[Short task] Reproduce the data below in full, with each occurrence of "Responds with" changed to "Returns" and nothing else altered.

Object detection data
::::::
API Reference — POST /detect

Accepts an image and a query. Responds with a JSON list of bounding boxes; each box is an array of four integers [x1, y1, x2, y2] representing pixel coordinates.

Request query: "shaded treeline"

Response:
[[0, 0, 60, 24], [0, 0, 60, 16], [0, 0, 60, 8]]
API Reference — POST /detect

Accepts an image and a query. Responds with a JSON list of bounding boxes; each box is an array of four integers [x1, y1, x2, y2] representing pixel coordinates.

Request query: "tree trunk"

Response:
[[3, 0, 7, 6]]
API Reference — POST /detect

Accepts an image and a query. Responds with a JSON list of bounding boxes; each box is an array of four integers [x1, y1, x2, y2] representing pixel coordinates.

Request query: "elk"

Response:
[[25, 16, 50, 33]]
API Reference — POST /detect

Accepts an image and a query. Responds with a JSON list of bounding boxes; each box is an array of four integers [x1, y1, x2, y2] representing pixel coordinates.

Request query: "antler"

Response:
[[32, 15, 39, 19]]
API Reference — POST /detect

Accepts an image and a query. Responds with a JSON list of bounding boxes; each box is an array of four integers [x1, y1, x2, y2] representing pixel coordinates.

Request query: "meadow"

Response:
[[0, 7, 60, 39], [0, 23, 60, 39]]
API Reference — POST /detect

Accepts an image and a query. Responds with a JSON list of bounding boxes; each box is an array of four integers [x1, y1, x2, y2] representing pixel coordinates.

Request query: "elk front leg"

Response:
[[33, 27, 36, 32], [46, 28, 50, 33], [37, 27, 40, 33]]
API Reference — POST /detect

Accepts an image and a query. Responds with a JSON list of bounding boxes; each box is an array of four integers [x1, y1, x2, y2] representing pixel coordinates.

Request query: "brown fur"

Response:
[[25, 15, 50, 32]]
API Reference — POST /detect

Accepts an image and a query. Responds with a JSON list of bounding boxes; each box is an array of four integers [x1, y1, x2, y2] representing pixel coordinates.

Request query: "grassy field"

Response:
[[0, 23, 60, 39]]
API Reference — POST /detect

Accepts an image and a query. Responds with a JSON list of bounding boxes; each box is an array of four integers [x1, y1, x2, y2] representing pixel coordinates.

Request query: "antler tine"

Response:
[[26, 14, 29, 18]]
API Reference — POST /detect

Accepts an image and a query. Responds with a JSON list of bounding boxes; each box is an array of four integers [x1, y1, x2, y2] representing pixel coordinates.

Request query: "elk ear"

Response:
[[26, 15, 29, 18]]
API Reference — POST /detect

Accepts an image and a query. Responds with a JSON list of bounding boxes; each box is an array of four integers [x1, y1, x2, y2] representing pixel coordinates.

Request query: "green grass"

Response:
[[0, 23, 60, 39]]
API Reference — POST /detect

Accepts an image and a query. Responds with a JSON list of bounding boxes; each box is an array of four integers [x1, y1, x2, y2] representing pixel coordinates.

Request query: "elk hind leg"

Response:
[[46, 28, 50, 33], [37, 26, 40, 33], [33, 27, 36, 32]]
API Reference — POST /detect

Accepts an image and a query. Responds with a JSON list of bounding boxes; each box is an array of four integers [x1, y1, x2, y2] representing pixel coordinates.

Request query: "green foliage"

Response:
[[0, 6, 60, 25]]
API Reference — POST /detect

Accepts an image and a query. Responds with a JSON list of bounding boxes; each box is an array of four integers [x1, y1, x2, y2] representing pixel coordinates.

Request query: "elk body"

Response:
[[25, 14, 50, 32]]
::::::
[Answer to the problem]
API Reference — POST /detect

Accepts an image and a query. Returns a JSON list of bounding boxes; each box is an array of four integers [x1, y1, x2, y2] representing pixel coordinates.

Request query: "shaded treeline"

Response:
[[0, 0, 60, 24], [0, 0, 60, 16], [0, 0, 60, 8]]
API Reference — POST /detect

Accepts an image and a query. Returns a JSON list of bounding boxes; each box is an array of four integers [x1, y1, x2, y2] representing pixel coordinates.

Request query: "tree trunk"

Response:
[[3, 0, 7, 6]]
API Reference — POST /detect

Accepts an image and a query. Returns a JSON list of bounding boxes; each box is an array of four integers [x1, y1, x2, y2] representing pixel coordinates.

Request query: "elk"

Response:
[[25, 16, 50, 33]]
API Reference — POST /detect

Accepts an image and a query. Returns a JSON list of bounding boxes; each box is an array of four integers [x1, y1, x2, y2] representing pixel coordinates.

Request query: "antler"

Response:
[[32, 15, 39, 19]]
API Reference — POST /detect

Accepts an image and a query. Returns a JSON list of bounding boxes; each box is an array of four integers [x1, y1, x2, y2] representing pixel coordinates.

Request query: "meadow"

Response:
[[0, 7, 60, 39], [0, 23, 60, 39]]
API Reference — POST /detect

Accepts an image and a query. Returns a JSON list of bounding boxes; each box is an array of four integers [x1, y1, x2, y2] representing pixel coordinates.

Request query: "elk front leg"

Response:
[[33, 27, 36, 32], [46, 28, 50, 33], [37, 27, 40, 33]]
API Reference — POST /detect

Accepts an image and a query. Returns a JSON list of bounding boxes; each box is an array of four integers [x1, y1, x2, y2] representing pixel coordinates.

Request query: "brown fur"

Response:
[[25, 15, 50, 32]]
API Reference — POST /detect

Accepts an image and a query. Returns a JSON list of bounding boxes; each box is an array of four integers [x1, y1, x2, y2] representing pixel coordinates.

Request query: "grassy field"

Response:
[[0, 23, 60, 39]]
API Reference — POST /detect

Accepts an image and a query. Returns a JSON list of bounding boxes; each box is an array of four integers [x1, y1, x2, y2] representing pixel coordinates.

Request query: "antler tine"

Response:
[[26, 14, 29, 18]]
API Reference — POST /detect

Accepts an image and a query. Returns a JSON list of bounding boxes; each box is an array of four integers [x1, y1, x2, y2] representing pixel coordinates.

Request query: "elk ear"

Response:
[[26, 15, 29, 18]]
API Reference — POST /detect

Accepts an image and a query. Returns a JSON list of bounding boxes; each box is an array of four integers [x1, y1, x2, y2] representing pixel coordinates.

Request query: "green grass"

Response:
[[0, 23, 60, 39]]
API Reference — POST /detect

Accepts an image and a query. Returns a JSON list of bounding boxes; each box is an array of four integers [x1, y1, x2, y2] representing pixel coordinates.

Request query: "elk hind leg"

Response:
[[46, 28, 50, 33], [37, 26, 40, 33], [33, 27, 36, 32]]
API Reference — POST /detect

Accepts an image and a query. Returns a JSON list of bounding boxes; each box is an array of four integers [x1, y1, x2, y2] representing pixel coordinates.

Request query: "green foliage"

Response:
[[0, 6, 60, 25]]
API Reference — POST /detect

Accepts an image and a query. Returns a JSON list of bounding boxes; each box is an array of four integers [x1, y1, x2, y2] representing pixel coordinates.

Request query: "elk body"

Response:
[[25, 14, 50, 32]]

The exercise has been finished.